ComfyUI Extension: ComfyUI · Egregora Audio Super‑Resolution

Authored by lucasgattas

Created

Updated

42 stars

High‑quality music audio enhancement for ComfyUI: FlashSR super‑resolution + Fat Llama spectral enhancement (GPU & CPU).

Custom Nodes (0)

    README

    ComfyUI Egregora Audio Super Resolution

    A focused audio toolkit for ComfyUI: upscale, enhance, and evaluate audio quality with a clean, practical workflow. This pack is built for real-world use: minimal setup, clear node purposes, and tools to verify results.


    Project scope (what this is and is not)

    What it is:

    • A set of audio enhancement nodes (FlashSR + Fat Llama) plus evaluation tools (ABX, loudness, null tests).
    • Designed to help you improve low-quality audio and measure changes reliably.

    What it is not:

    • Not a magical "increase bitrate" tool. It enhances signal content and writes a new file at a chosen format/bitrate.
    • Not a replacement for professional mastering. Think of it as an audio cleanup/boost stage.

    Nodes overview (what each one does)

▸ WHAT TO DO
[1] Rewrite the ComfyUI extension page from "ComfyUI Egregora Audio" to "to verify results.", replacing "workflow" with "pipeline".
[2] Carry on the ComfyUI audio extension page from its last line.

▸ PROVIDED MATERIAL
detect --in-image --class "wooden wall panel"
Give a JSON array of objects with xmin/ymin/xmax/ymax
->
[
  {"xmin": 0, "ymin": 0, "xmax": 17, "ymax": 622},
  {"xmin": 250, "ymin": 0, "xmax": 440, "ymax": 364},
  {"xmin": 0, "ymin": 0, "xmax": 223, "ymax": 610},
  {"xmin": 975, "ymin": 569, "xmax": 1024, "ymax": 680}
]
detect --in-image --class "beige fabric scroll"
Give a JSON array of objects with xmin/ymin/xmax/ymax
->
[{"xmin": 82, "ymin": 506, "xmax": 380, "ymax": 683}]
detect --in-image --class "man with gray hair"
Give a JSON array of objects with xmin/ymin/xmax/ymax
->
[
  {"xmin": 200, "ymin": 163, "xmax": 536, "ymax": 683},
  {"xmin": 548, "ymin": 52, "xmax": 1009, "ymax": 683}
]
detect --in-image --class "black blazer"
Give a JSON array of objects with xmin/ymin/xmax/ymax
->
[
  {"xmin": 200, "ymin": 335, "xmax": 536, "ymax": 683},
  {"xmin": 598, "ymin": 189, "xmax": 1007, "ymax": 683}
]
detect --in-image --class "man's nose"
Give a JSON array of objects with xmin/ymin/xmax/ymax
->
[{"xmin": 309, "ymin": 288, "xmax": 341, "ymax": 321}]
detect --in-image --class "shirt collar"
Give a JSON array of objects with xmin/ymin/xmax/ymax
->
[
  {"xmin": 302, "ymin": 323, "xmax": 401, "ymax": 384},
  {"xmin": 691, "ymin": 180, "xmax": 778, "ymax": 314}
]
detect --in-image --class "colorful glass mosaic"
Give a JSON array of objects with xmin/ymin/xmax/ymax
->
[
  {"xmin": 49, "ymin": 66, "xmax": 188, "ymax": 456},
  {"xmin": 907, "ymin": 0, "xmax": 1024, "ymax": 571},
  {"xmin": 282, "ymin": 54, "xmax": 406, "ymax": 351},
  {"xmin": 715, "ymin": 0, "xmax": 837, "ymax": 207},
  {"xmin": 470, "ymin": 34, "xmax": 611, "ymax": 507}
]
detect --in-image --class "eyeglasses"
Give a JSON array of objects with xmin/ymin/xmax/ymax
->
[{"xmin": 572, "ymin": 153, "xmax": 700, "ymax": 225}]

▸ TASK RESPONSES
[1]
ComfyUI Egregora Audio Super Resolution

    A focused audio toolkit for ComfyUI: upscale, enhance, and evaluate audio quality with a clean, practical pipeline. This pack is built for real-world use: minimal setup, clear node purposes, and tools to verify results.

[2]
    1) Audio Super Resolution (FlashSR)

    Purpose: Diffusion-based upsampler aimed at musical content. It resamples internally to 48 kHz and can resample output back to your target rate.

    Best for:

    • Low to mid quality music or wideband content
    • Improving detail and clarity in band-limited audio

    Inputs:

    • audio (AUDIO)
    • lowpass_input (BOOL) gentle LPF before inference
    • output_sr (48000 / 44100 / 96000)

    Outputs:

    • One AUDIO buffer

    Use case:

    • Feed an audio file node -> FlashSR -> Preview Audio

    2) Spectral Enhance (Fat Llama GPU)

    Purpose: Iterative spectral enhancement using CuPy on GPU.

    Best for:

    • Noisy or compressed audio
    • Sharpening "sparkle" and spectral detail

    Inputs:

    • target_format (wav / flac)
    • max_iterations (higher = more aggressive, slower)
    • threshold_value (controls spectral gating)
    • target_bitrate_kbps (target write bitrate)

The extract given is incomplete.